My husband, Stewart, passed away suddenly at age 52 on May 10, 2012 at 12:24 pm from an undiagnosed Pulmonary Embolism. I rushed to the hospital after receiving a frantic phone call from a neighbor saying he had been taken to the hospital after fainting at home. I actually talked to him while he was in the ambulance and he told me what room to meet him at in the hospital. That never happened. When I got there, I was put in a small room for about 20 minutes when a doctor came and told me I needed to say good-bye.
Those first minutes, hours, days, weeks and months were a blur. I realize now I suffered a traumatic episode too as well. That morning I was married and the mother of two teenage girls. As a cancer survivor, I worked part-time at a local hospital as a Technical Writer. Married for over 25 years, my husband worked as an Agriculture Journalist and often traveled in his work. That afternoon, I was a widow with two teenage girls.

-- Using the information --
A – In the account of the husband's sudden death, what job did the writer hold at the local hospital?
B – Carry the account of the husband's sudden death forward from its last sentence.

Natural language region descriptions
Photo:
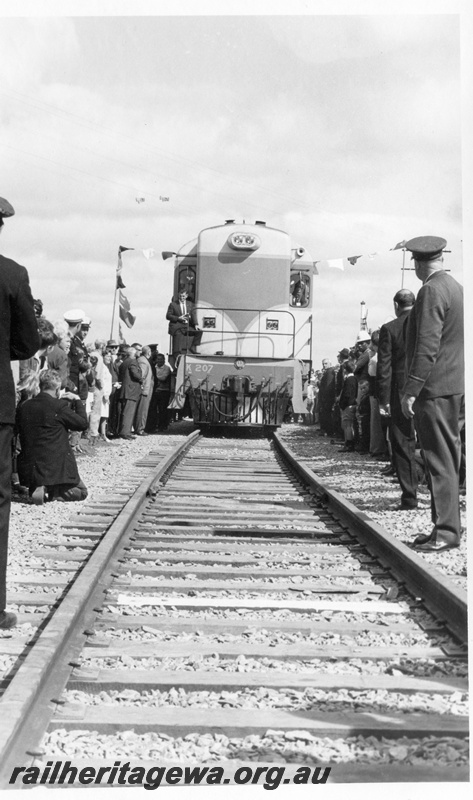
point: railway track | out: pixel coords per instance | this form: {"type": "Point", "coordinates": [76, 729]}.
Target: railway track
{"type": "Point", "coordinates": [236, 612]}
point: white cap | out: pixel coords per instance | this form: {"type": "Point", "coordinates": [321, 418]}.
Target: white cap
{"type": "Point", "coordinates": [74, 316]}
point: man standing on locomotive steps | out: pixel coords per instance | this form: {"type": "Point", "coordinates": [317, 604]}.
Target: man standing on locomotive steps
{"type": "Point", "coordinates": [390, 378]}
{"type": "Point", "coordinates": [19, 339]}
{"type": "Point", "coordinates": [434, 388]}
{"type": "Point", "coordinates": [183, 327]}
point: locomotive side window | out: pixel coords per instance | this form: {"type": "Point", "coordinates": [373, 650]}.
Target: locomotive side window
{"type": "Point", "coordinates": [187, 280]}
{"type": "Point", "coordinates": [299, 289]}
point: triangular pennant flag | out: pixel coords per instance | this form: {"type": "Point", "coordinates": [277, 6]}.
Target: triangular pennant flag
{"type": "Point", "coordinates": [336, 263]}
{"type": "Point", "coordinates": [353, 259]}
{"type": "Point", "coordinates": [120, 284]}
{"type": "Point", "coordinates": [125, 310]}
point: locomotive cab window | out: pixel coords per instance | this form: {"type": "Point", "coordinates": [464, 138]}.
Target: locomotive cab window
{"type": "Point", "coordinates": [299, 289]}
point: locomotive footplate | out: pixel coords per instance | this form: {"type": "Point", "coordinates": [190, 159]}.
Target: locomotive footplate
{"type": "Point", "coordinates": [238, 391]}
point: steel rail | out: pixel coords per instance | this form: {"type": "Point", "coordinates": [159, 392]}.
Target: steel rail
{"type": "Point", "coordinates": [439, 595]}
{"type": "Point", "coordinates": [29, 701]}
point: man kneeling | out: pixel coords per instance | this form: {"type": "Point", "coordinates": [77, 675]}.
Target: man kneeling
{"type": "Point", "coordinates": [46, 463]}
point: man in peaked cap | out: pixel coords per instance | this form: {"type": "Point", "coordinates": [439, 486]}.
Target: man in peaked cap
{"type": "Point", "coordinates": [20, 340]}
{"type": "Point", "coordinates": [78, 363]}
{"type": "Point", "coordinates": [433, 393]}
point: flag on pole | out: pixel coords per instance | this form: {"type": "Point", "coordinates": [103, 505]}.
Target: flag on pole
{"type": "Point", "coordinates": [120, 284]}
{"type": "Point", "coordinates": [353, 259]}
{"type": "Point", "coordinates": [125, 310]}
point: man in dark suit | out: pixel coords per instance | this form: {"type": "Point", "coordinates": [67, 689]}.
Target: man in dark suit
{"type": "Point", "coordinates": [326, 398]}
{"type": "Point", "coordinates": [129, 376]}
{"type": "Point", "coordinates": [434, 391]}
{"type": "Point", "coordinates": [390, 379]}
{"type": "Point", "coordinates": [46, 463]}
{"type": "Point", "coordinates": [19, 339]}
{"type": "Point", "coordinates": [183, 327]}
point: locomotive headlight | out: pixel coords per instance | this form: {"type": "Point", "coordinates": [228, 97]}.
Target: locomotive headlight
{"type": "Point", "coordinates": [243, 241]}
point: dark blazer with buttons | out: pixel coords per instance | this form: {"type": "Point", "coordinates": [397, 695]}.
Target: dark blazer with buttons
{"type": "Point", "coordinates": [391, 366]}
{"type": "Point", "coordinates": [129, 375]}
{"type": "Point", "coordinates": [435, 340]}
{"type": "Point", "coordinates": [19, 338]}
{"type": "Point", "coordinates": [174, 312]}
{"type": "Point", "coordinates": [46, 457]}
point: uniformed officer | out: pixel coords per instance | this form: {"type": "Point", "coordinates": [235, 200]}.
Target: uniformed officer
{"type": "Point", "coordinates": [390, 379]}
{"type": "Point", "coordinates": [434, 390]}
{"type": "Point", "coordinates": [19, 340]}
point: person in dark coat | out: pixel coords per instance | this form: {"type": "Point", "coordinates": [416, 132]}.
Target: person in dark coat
{"type": "Point", "coordinates": [390, 379]}
{"type": "Point", "coordinates": [19, 340]}
{"type": "Point", "coordinates": [347, 403]}
{"type": "Point", "coordinates": [326, 398]}
{"type": "Point", "coordinates": [183, 327]}
{"type": "Point", "coordinates": [129, 376]}
{"type": "Point", "coordinates": [46, 464]}
{"type": "Point", "coordinates": [434, 391]}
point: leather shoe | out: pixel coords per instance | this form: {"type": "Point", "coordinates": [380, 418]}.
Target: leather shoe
{"type": "Point", "coordinates": [421, 539]}
{"type": "Point", "coordinates": [38, 496]}
{"type": "Point", "coordinates": [435, 547]}
{"type": "Point", "coordinates": [7, 620]}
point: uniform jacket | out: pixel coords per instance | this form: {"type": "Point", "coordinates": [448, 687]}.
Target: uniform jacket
{"type": "Point", "coordinates": [78, 366]}
{"type": "Point", "coordinates": [46, 458]}
{"type": "Point", "coordinates": [434, 340]}
{"type": "Point", "coordinates": [174, 312]}
{"type": "Point", "coordinates": [361, 367]}
{"type": "Point", "coordinates": [19, 338]}
{"type": "Point", "coordinates": [129, 375]}
{"type": "Point", "coordinates": [57, 359]}
{"type": "Point", "coordinates": [349, 392]}
{"type": "Point", "coordinates": [327, 388]}
{"type": "Point", "coordinates": [146, 375]}
{"type": "Point", "coordinates": [391, 369]}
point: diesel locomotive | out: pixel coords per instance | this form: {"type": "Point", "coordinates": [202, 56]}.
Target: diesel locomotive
{"type": "Point", "coordinates": [252, 295]}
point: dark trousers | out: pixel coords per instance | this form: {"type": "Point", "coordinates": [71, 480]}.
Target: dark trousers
{"type": "Point", "coordinates": [127, 415]}
{"type": "Point", "coordinates": [185, 339]}
{"type": "Point", "coordinates": [438, 421]}
{"type": "Point", "coordinates": [141, 414]}
{"type": "Point", "coordinates": [68, 492]}
{"type": "Point", "coordinates": [326, 419]}
{"type": "Point", "coordinates": [403, 450]}
{"type": "Point", "coordinates": [152, 418]}
{"type": "Point", "coordinates": [113, 413]}
{"type": "Point", "coordinates": [163, 411]}
{"type": "Point", "coordinates": [6, 436]}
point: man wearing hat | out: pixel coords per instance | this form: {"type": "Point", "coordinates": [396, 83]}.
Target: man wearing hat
{"type": "Point", "coordinates": [19, 340]}
{"type": "Point", "coordinates": [78, 362]}
{"type": "Point", "coordinates": [434, 389]}
{"type": "Point", "coordinates": [390, 378]}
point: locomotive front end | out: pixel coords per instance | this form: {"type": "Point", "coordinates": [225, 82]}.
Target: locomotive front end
{"type": "Point", "coordinates": [254, 350]}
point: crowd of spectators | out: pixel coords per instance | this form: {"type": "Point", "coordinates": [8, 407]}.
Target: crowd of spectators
{"type": "Point", "coordinates": [398, 395]}
{"type": "Point", "coordinates": [73, 395]}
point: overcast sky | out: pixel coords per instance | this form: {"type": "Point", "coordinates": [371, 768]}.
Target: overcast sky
{"type": "Point", "coordinates": [343, 130]}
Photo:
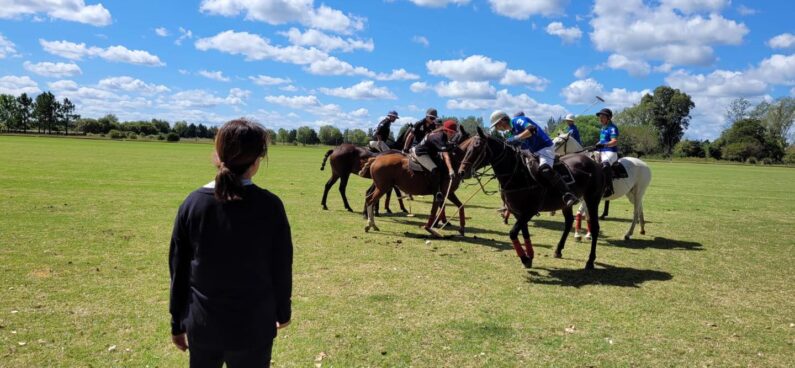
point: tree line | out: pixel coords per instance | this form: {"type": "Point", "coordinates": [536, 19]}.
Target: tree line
{"type": "Point", "coordinates": [653, 126]}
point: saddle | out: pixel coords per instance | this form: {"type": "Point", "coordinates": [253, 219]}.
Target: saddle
{"type": "Point", "coordinates": [559, 166]}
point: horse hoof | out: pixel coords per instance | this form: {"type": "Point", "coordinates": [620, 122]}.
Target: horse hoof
{"type": "Point", "coordinates": [433, 232]}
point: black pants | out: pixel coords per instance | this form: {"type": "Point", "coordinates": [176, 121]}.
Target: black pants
{"type": "Point", "coordinates": [208, 358]}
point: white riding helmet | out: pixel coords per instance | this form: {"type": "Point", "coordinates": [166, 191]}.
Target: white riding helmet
{"type": "Point", "coordinates": [496, 116]}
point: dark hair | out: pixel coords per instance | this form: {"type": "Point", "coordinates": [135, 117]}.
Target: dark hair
{"type": "Point", "coordinates": [238, 145]}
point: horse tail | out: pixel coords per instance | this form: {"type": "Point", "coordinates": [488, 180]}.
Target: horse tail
{"type": "Point", "coordinates": [328, 153]}
{"type": "Point", "coordinates": [365, 171]}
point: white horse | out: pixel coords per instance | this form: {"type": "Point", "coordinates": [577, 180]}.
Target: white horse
{"type": "Point", "coordinates": [634, 186]}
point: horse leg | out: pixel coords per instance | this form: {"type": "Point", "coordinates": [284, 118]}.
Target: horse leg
{"type": "Point", "coordinates": [431, 219]}
{"type": "Point", "coordinates": [370, 203]}
{"type": "Point", "coordinates": [632, 195]}
{"type": "Point", "coordinates": [343, 186]}
{"type": "Point", "coordinates": [461, 216]}
{"type": "Point", "coordinates": [386, 201]}
{"type": "Point", "coordinates": [606, 210]}
{"type": "Point", "coordinates": [400, 200]}
{"type": "Point", "coordinates": [521, 222]}
{"type": "Point", "coordinates": [528, 245]}
{"type": "Point", "coordinates": [329, 184]}
{"type": "Point", "coordinates": [593, 222]}
{"type": "Point", "coordinates": [568, 217]}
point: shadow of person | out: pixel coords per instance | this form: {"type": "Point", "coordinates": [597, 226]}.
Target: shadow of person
{"type": "Point", "coordinates": [603, 275]}
{"type": "Point", "coordinates": [656, 243]}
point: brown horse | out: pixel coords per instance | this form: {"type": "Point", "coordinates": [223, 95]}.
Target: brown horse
{"type": "Point", "coordinates": [344, 160]}
{"type": "Point", "coordinates": [392, 170]}
{"type": "Point", "coordinates": [525, 196]}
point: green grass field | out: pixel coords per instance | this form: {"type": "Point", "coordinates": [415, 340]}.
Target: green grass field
{"type": "Point", "coordinates": [85, 224]}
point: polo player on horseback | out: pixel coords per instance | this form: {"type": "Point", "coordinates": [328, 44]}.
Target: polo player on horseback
{"type": "Point", "coordinates": [607, 147]}
{"type": "Point", "coordinates": [381, 134]}
{"type": "Point", "coordinates": [435, 144]}
{"type": "Point", "coordinates": [531, 139]}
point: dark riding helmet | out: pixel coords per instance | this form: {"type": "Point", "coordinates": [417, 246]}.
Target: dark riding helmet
{"type": "Point", "coordinates": [605, 112]}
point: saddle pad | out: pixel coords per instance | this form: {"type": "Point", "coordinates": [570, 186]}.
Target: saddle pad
{"type": "Point", "coordinates": [619, 171]}
{"type": "Point", "coordinates": [565, 172]}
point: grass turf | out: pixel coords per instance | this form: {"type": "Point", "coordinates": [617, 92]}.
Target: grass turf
{"type": "Point", "coordinates": [84, 232]}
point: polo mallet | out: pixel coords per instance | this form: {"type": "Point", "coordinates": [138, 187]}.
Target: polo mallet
{"type": "Point", "coordinates": [598, 99]}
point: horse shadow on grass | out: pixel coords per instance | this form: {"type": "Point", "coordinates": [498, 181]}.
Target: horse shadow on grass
{"type": "Point", "coordinates": [656, 243]}
{"type": "Point", "coordinates": [604, 274]}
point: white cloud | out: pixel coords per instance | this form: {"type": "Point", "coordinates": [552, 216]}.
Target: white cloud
{"type": "Point", "coordinates": [466, 90]}
{"type": "Point", "coordinates": [254, 47]}
{"type": "Point", "coordinates": [285, 11]}
{"type": "Point", "coordinates": [184, 34]}
{"type": "Point", "coordinates": [422, 40]}
{"type": "Point", "coordinates": [121, 54]}
{"type": "Point", "coordinates": [523, 9]}
{"type": "Point", "coordinates": [514, 77]}
{"type": "Point", "coordinates": [439, 3]}
{"type": "Point", "coordinates": [13, 85]}
{"type": "Point", "coordinates": [508, 102]}
{"type": "Point", "coordinates": [568, 35]}
{"type": "Point", "coordinates": [418, 87]}
{"type": "Point", "coordinates": [672, 32]}
{"type": "Point", "coordinates": [265, 80]}
{"type": "Point", "coordinates": [782, 41]}
{"type": "Point", "coordinates": [365, 90]}
{"type": "Point", "coordinates": [70, 10]}
{"type": "Point", "coordinates": [7, 48]}
{"type": "Point", "coordinates": [475, 68]}
{"type": "Point", "coordinates": [198, 98]}
{"type": "Point", "coordinates": [322, 41]}
{"type": "Point", "coordinates": [584, 92]}
{"type": "Point", "coordinates": [130, 84]}
{"type": "Point", "coordinates": [214, 75]}
{"type": "Point", "coordinates": [48, 69]}
{"type": "Point", "coordinates": [635, 68]}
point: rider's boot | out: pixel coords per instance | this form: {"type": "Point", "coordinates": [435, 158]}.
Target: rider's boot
{"type": "Point", "coordinates": [607, 169]}
{"type": "Point", "coordinates": [554, 180]}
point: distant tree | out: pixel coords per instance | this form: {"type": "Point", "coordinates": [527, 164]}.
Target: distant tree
{"type": "Point", "coordinates": [330, 135]}
{"type": "Point", "coordinates": [8, 107]}
{"type": "Point", "coordinates": [306, 135]}
{"type": "Point", "coordinates": [45, 111]}
{"type": "Point", "coordinates": [670, 112]}
{"type": "Point", "coordinates": [66, 114]}
{"type": "Point", "coordinates": [283, 136]}
{"type": "Point", "coordinates": [24, 110]}
{"type": "Point", "coordinates": [181, 128]}
{"type": "Point", "coordinates": [738, 109]}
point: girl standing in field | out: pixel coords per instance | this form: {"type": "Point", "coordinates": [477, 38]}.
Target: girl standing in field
{"type": "Point", "coordinates": [231, 259]}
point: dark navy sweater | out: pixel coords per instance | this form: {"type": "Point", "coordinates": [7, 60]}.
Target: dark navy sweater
{"type": "Point", "coordinates": [231, 269]}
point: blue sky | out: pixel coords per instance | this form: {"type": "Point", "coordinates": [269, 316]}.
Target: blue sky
{"type": "Point", "coordinates": [288, 63]}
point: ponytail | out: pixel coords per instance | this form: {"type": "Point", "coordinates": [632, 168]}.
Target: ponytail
{"type": "Point", "coordinates": [238, 145]}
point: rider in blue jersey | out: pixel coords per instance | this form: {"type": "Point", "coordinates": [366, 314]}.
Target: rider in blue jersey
{"type": "Point", "coordinates": [572, 129]}
{"type": "Point", "coordinates": [531, 139]}
{"type": "Point", "coordinates": [607, 147]}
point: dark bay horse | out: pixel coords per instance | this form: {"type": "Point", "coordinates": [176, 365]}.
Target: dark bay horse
{"type": "Point", "coordinates": [344, 160]}
{"type": "Point", "coordinates": [393, 171]}
{"type": "Point", "coordinates": [525, 196]}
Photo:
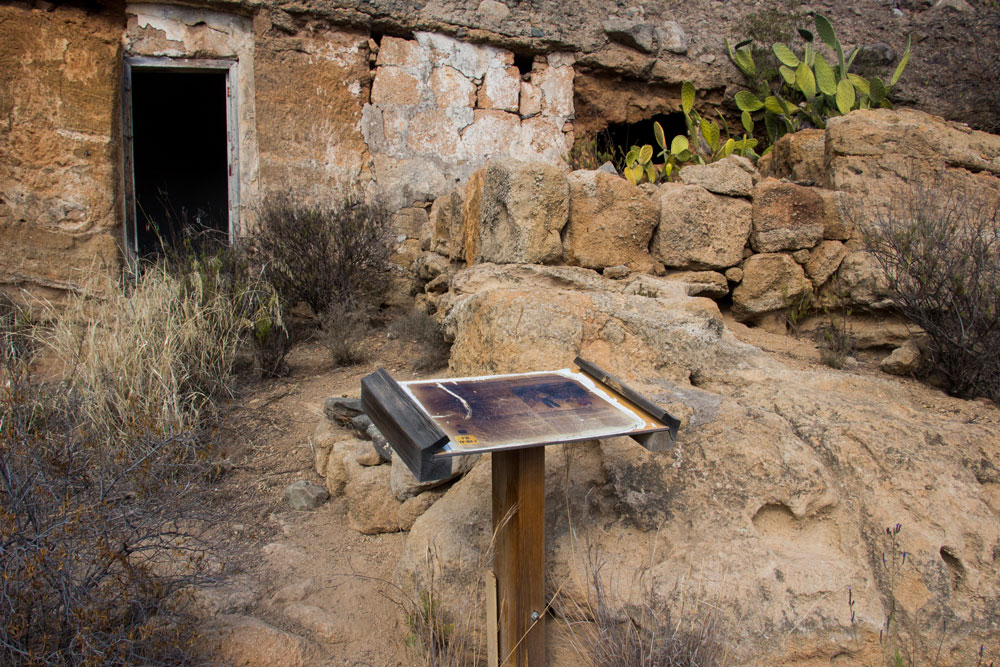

-- Task answers --
A – The writer worked part-time there as a Technical Writer.

B –
The first year I remember I dreaded the 10th of every month until one month, about a year after he died, the 10th came and went without me realizing it. Today is the 10th, but just like everything I do, it's a little off. I thought it was 2 years and 6 months since he died, but I think it is actually 2 years and 7 months. I wanted to post this blog on December 10, but I think the time/day setting is wrong on this laptop, so it says December 11.
I've told people that 2 years seems like 2 seconds and 20 years, all at the same time. With the holidays approaching, I wanted to at least acknowledge that he was here, but is now gone.
I'm still taking it day by day. This was never our plan.